> _Problem description_: Repeat the lines below exactly as written, please, from the line with "x=879 y=406" to the line with "x=693 y=654", both lines included, and no others.

* * *

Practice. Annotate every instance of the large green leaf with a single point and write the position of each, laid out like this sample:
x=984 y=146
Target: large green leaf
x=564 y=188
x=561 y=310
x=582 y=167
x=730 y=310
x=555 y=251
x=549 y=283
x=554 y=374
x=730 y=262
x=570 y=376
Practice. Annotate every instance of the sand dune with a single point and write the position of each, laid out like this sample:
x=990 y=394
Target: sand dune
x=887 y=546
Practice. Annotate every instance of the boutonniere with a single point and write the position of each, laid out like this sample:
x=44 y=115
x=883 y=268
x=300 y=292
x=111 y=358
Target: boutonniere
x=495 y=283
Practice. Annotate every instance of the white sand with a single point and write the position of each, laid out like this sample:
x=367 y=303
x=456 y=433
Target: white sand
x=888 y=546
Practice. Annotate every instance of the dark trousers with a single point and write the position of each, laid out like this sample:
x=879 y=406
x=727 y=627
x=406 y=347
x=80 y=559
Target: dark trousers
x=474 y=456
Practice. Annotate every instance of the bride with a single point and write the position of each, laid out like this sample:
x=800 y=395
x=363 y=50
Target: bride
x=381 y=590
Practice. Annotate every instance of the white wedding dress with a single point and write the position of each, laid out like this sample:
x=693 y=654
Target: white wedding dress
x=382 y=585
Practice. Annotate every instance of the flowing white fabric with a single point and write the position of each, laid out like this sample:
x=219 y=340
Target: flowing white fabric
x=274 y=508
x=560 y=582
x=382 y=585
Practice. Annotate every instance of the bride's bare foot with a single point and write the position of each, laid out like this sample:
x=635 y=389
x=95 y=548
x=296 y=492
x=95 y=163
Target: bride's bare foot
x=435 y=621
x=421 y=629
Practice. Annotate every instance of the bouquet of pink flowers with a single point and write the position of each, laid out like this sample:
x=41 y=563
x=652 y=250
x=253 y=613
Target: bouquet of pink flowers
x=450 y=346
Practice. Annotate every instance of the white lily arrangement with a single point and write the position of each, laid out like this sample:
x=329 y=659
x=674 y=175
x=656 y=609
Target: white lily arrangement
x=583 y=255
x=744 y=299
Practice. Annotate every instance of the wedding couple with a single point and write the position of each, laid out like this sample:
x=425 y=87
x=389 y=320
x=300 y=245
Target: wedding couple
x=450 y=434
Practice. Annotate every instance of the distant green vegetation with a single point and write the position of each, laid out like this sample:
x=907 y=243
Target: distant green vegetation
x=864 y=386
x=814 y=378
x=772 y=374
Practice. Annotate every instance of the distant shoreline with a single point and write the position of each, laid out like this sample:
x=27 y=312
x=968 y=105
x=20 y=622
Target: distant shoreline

* * *

> _Answer below_:
x=879 y=406
x=727 y=627
x=406 y=347
x=80 y=559
Target: dark trousers
x=474 y=456
Practice. Annotate every instance of the bride with a single point and write the position of each, laid out like this sample:
x=800 y=395
x=363 y=50
Target: bride
x=381 y=590
Practice. Annotate every instance of the white wedding dress with a single point and write the position of each, laid out like this sample:
x=693 y=654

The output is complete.